TASK OBJECTIVE: Quote the stretch of rows from the line that contains "target | door trim" through the line that contains "x=431 y=334", both ends included, reproducing them word for word.

Named-object pointing rows:
-*-*-

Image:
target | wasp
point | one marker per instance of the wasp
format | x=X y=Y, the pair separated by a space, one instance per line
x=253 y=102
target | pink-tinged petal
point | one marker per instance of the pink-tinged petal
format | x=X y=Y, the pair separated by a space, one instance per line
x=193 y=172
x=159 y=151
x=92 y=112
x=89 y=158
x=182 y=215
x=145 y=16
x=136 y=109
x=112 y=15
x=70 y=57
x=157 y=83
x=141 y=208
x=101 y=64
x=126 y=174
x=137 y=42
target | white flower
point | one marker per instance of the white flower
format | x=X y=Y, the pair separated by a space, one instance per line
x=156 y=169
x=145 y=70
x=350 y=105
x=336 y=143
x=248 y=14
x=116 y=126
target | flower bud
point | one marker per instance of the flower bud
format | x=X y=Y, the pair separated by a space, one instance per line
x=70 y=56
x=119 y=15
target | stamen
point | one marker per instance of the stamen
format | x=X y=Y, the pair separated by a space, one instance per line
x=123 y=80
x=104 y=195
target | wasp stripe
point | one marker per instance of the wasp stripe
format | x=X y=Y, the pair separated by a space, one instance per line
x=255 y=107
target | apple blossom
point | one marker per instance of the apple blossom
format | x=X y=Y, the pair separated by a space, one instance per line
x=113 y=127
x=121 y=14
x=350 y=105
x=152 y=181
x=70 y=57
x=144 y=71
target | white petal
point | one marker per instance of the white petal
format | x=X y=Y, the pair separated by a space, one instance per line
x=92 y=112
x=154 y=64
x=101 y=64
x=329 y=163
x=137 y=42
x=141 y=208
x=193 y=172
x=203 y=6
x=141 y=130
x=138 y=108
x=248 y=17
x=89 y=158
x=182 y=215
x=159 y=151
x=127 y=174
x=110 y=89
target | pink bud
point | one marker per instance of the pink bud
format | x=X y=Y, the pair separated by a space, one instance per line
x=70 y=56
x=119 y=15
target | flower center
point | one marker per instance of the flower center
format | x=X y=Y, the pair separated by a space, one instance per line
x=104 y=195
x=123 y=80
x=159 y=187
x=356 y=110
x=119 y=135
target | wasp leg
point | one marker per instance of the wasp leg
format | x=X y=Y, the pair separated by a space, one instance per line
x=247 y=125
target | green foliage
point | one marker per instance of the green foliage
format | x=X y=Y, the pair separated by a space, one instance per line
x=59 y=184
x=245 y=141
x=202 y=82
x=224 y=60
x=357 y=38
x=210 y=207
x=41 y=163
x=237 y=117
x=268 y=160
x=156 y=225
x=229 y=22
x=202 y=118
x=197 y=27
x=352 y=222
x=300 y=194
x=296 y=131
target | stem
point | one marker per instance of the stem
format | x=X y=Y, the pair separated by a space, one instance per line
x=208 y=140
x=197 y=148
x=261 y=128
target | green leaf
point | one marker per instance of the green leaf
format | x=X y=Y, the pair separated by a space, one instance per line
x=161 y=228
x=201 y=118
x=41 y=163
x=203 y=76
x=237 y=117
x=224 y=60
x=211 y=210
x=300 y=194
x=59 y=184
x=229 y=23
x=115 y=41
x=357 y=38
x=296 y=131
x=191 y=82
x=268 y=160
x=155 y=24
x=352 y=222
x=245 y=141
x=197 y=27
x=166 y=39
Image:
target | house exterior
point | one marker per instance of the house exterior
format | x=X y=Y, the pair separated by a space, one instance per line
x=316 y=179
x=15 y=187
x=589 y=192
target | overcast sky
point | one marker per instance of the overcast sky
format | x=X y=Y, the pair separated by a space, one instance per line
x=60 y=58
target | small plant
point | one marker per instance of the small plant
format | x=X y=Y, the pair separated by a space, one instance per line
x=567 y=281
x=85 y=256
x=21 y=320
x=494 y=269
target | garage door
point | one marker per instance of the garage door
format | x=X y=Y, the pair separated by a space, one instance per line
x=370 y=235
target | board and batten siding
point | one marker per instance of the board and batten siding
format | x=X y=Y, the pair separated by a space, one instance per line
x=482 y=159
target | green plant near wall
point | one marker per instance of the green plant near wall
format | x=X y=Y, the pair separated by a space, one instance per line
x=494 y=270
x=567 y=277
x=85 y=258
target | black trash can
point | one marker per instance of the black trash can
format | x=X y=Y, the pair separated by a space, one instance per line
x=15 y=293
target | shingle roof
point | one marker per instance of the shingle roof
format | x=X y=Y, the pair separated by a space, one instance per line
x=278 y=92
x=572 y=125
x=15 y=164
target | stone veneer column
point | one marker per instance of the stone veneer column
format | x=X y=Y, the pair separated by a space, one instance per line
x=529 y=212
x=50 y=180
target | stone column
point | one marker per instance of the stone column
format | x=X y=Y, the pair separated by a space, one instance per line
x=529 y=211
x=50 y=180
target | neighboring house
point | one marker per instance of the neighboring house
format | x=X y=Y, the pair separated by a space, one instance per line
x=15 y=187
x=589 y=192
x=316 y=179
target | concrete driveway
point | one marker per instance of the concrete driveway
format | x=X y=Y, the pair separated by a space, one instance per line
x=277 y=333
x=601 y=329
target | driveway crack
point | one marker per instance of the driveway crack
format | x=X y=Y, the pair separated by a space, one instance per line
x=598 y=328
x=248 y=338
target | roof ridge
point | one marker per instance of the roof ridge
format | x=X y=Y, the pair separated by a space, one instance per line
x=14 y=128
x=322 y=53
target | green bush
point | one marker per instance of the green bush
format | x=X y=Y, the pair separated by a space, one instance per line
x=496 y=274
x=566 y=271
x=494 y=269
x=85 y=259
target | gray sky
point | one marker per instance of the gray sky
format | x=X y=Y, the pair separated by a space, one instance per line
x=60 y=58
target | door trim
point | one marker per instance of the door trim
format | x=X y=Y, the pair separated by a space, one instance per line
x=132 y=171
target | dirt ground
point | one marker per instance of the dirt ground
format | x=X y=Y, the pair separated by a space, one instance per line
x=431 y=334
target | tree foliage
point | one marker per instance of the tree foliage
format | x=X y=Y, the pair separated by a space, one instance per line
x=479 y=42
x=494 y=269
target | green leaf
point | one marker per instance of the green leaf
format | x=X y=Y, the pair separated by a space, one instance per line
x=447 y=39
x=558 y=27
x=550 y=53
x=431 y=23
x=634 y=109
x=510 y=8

-*-*-

RESPONSE:
target | door trim
point | one marker per instance of the door trim
format | x=X y=Y, the pair separated by a space, one instance per line
x=132 y=171
target | dirt ground
point | one marker per instance of the dirt ground
format | x=X y=Y, the pair separated by a space, one instance per line
x=431 y=334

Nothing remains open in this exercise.